◆ Trecho do texto:
----

Nas últimas semanas, acompanhamos indignados mais um resultado da cultura de desigualdades do Brasil. O caso Americanas é emblemático. Em janeiro vieram à tona as tais “inconsistências contábeis”, que escondiam uma dívida de R$ 20 bilhões nos balanços da empresa. A política predatória praticada pela rede varejista é velha conhecida.
A partir de informações entregues à Comissão de Valores Mobiliários, em 2021, a Americanas aparece como segunda empresa com a maior diferença entre a remuneração média anual dos CEOs e a média anual paga aos demais funcionários.
O presidente executivo da companhia recebeu R$ 12,83 milhões no acumulado do ano; 431 vezes a média acumulada dos funcionários, de R$ 29.760. O salário mensal do CEO da Americanas, em 2021, foi superior a R$ 1 milhão, enquanto os demais funcionários receberam por mês, em média, R$ 2.480.

----

◆ Dados fornecidos:
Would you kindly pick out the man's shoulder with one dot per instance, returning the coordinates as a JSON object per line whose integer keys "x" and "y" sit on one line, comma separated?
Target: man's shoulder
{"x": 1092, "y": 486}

----

◆ Tarefas do exercício:
[a] Transcreva o trecho do texto sobre o caso Americanas que vai de "O presidente executivo" até "média, R$ 2.480.", inclusive.
[b] Com base no texto sobre o caso Americanas, indique se cada afirmação procede (sim ou não) e cite as palavras do texto que decidem a resposta: (i) a dívida escondida nos balanços da empresa era de R$ 20 bilhões; (ii) a Americanas aparece como a empresa com a maior diferença entre a remuneração média anual dos CEOs e a dos demais funcionários; (iii) os demais funcionários receberam por mês, em média, R$ 29.760.
[c] Segundo o texto sobre o caso Americanas, quanto o presidente executivo da companhia recebeu no acumulado do ano?

◆ Resultados do exercício:
[a]
O presidente executivo da companhia recebeu R$ 12,83 milhões no acumulado do ano; 431 vezes a média acumulada dos funcionários, de R$ 29.760. O salário mensal do CEO da Americanas, em 2021, foi superior a R$ 1 milhão, enquanto os demais funcionários receberam por mês, em média, R$ 2.480.

[b]
(i) Sim: "escondiam uma dívida de R$ 20 bilhões nos balanços da empresa".
(ii) Não: "a Americanas aparece como segunda empresa com a maior diferença".
(iii) Não: "os demais funcionários receberam por mês, em média, R$ 2.480".

[c] R$ 12,83 milhões.